***** Stored rows
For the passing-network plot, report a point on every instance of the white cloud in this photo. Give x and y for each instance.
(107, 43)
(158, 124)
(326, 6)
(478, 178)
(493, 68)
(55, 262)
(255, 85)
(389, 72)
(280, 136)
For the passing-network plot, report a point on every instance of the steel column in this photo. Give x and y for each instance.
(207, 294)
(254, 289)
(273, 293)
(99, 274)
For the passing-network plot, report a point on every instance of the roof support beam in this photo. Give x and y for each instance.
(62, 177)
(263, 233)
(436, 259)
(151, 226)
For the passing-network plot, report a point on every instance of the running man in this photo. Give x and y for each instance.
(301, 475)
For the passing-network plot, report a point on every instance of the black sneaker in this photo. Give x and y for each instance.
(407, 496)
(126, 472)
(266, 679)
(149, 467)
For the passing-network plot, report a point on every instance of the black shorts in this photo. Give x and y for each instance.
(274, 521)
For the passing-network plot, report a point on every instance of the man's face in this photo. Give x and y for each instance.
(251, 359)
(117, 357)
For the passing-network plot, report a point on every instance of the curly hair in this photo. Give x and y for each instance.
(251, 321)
**********
Short problem: Rewrite every item above, replacing "passing-network plot" with "pass map" and keeping all other wording unchanged.

The reply:
For the pass map, report a point on every instance of the white cloud in this photo. Give x and y for each instance.
(107, 43)
(158, 124)
(326, 6)
(478, 178)
(493, 68)
(55, 262)
(255, 85)
(389, 72)
(280, 136)
For the pass map, report a point on every instance of the steel column in this photo. Give x and y for each instance.
(207, 294)
(254, 289)
(273, 293)
(99, 274)
For the pass map, report a point on every instance of the roof support beam in this photo. Give x and y for each instance.
(62, 177)
(263, 233)
(436, 259)
(151, 226)
For the pass map, report a point on every instance of the running man in this photo. Give x and y for each instance.
(301, 475)
For the pass map, report a point on every instance of the black sneaker in this photo. Give x and y for each instance.
(407, 496)
(126, 472)
(266, 679)
(149, 467)
For the pass map, report a point on every instance of the black shorts in this photo. Give x and y for each instance.
(274, 521)
For the pass map, report a point on every instance of the man's face in this photo. Give x and y for each instance.
(251, 359)
(117, 357)
For the pass map, report a point on every instance of the curly hair in this photo. Give x and y for each instance.
(251, 321)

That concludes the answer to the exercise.